Le RN arrivé en tête au premier tour, Gabriel Attal redevient en un tournemain un militant socialiste


Touche pas à mon vote
Réactions de Gabriel Attal et Jordan Bardella après l’annonce des résultats du premier tour des élections législatives, Paris, 30 juin 2024 © Gabrielle CEZARD/SIPA – NICOLAS MESSYASZ/SIPA

Face aux victoires électorales à répétition du RN, les élites parisiennes ont mis en place un « quoi qu’il en coûte » politique doublé d’un confinement des doléances françaises. Tout sauf Bardella ! À coups d’âneries antifascistes et de chantage aux heures les plus sombres, l’alliance improbable du camp du Bien (la gauche) et du Cercle de la raison (la Macronie) a-t-elle réussi ? Jusqu’à la prochaine fois.


Le peuple a parlé, comme le voulait le président. Mais vu qu’il dit des âneries, il est urgent de le faire taire. Les 9 et 30 juin, les Français ont massivement voté pour une politique de droite, c’est-à-dire d’autorité et de retour à l’ordre public. Et ils pourraient se retrouver avec un gouvernement de gauche. Au moment où vous lirez ce journal, on saura si ce prodige démocratique – la transformation du plomb populiste en or macrono-socialiste – s’est réalisé. Ce serait la première fois, sous la Ve République, qu’un parti ayant dépassé (en l’occurrence largement) 30 % à un premier tour des législatives échoue à obtenir la majorité au second. Dans ce scénario, le RN et ses alliés ciottistes seront l’opposition d’une coalition de carpes et de lapins dont le seul point d’accord, après trois semaines à s’invectiver, est de se débarrasser du trublion. Tous contre un ! Dans leur langue étrange, ils appellent ça « faire barrage à l’extrême droite ». En bon français, cela signifie « congédier le réel ».

Réalités parallèles

Quelle que soit son issue, le spectacle joué pendant trois semaines mérite qu’on y revienne. « Une tragédie française », selon Alexis Brezet. Ou une comédie de boulevard. Au premier acte, Ciotti quitte le foyer conjugal avec pertes, fracas et la clef du coffre pour vivre au grand jour son idylle avec Bardella. « Le grand méchant loup arrive pour manger les petits enfants ! » hurle le chœur. Affolés, le cercle de la Raison (la Macronie) et le camp du Bien (la gauche) se précipitent dans les bras l’un de l’autre. Il y a d’abord des baisers furtifs, des œillades appuyées, des étreintes un peu forcées. On essaye de faire taire le grand-père gaffeur, celui qui fait des blagues antisémites. À la fin, tout est pardonné. Contre Hitler, il fallait bien s’allier avec Staline (qui n’était pas franchement innocent en matière d’antisémitisme). On a donc besoin d’un Hitler dans le tableau.

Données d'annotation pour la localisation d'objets

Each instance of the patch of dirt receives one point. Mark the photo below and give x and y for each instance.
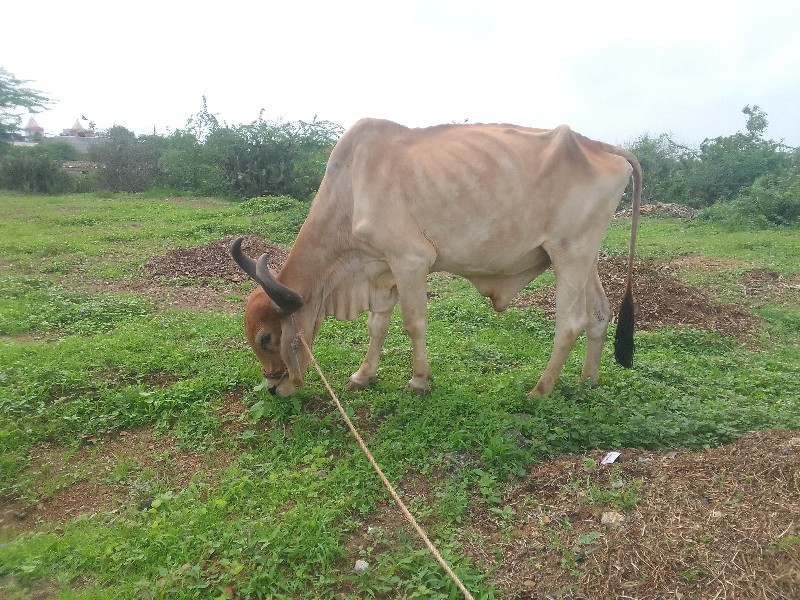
(661, 300)
(722, 523)
(203, 265)
(768, 284)
(92, 466)
(188, 297)
(662, 209)
(212, 261)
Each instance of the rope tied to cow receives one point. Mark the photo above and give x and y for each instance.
(401, 505)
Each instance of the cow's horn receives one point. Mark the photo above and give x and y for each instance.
(247, 264)
(287, 300)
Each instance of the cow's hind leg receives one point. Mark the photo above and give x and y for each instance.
(378, 327)
(598, 314)
(571, 282)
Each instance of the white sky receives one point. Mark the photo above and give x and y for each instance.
(610, 69)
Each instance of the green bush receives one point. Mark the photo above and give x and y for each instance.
(773, 200)
(130, 164)
(36, 170)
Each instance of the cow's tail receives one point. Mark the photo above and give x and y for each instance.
(623, 342)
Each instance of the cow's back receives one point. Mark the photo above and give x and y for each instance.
(486, 197)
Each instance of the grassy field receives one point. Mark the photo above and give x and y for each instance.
(140, 457)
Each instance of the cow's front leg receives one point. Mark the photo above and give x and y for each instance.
(412, 288)
(598, 314)
(378, 327)
(571, 282)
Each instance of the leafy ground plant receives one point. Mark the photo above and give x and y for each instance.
(139, 457)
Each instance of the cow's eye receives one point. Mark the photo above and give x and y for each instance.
(264, 341)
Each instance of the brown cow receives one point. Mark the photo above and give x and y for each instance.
(497, 204)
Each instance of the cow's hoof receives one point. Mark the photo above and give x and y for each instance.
(356, 385)
(420, 385)
(538, 392)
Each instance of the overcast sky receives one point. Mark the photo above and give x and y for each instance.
(612, 70)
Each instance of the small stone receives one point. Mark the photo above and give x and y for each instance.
(612, 519)
(529, 584)
(361, 566)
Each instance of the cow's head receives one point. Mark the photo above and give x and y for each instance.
(269, 325)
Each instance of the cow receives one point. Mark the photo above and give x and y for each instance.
(496, 204)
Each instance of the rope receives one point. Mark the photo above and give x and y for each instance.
(406, 513)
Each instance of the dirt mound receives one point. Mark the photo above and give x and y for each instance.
(720, 523)
(765, 283)
(661, 300)
(662, 209)
(212, 261)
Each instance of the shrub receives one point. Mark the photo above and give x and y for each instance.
(129, 164)
(772, 200)
(36, 170)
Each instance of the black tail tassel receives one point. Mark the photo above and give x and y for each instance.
(623, 341)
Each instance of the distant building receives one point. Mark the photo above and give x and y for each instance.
(78, 130)
(32, 130)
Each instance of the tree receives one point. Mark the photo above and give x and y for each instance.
(15, 95)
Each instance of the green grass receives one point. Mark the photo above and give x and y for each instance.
(275, 521)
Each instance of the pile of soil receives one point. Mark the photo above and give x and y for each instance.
(721, 523)
(663, 209)
(661, 300)
(213, 261)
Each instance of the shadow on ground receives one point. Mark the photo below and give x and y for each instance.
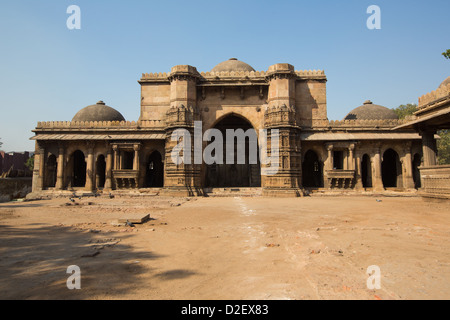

Consigne
Affiche sans rien changer tout le passage de l'article sur les législatives qui va de « Le RN arrivé » jusqu'à « la prochaine fois. ».

Réponse ci-dessous
Le RN arrivé en tête au premier tour, Gabriel Attal redevient en un tournemain un militant socialiste


Touche pas à mon vote
Réactions de Gabriel Attal et Jordan Bardella après l’annonce des résultats du premier tour des élections législatives, Paris, 30 juin 2024 © Gabrielle CEZARD/SIPA – NICOLAS MESSYASZ/SIPA

Face aux victoires électorales à répétition du RN, les élites parisiennes ont mis en place un « quoi qu’il en coûte » politique doublé d’un confinement des doléances françaises. Tout sauf Bardella ! À coups d’âneries antifascistes et de chantage aux heures les plus sombres, l’alliance improbable du camp du Bien (la gauche) et du Cercle de la raison (la Macronie) a-t-elle réussi ? Jusqu’à la prochaine fois.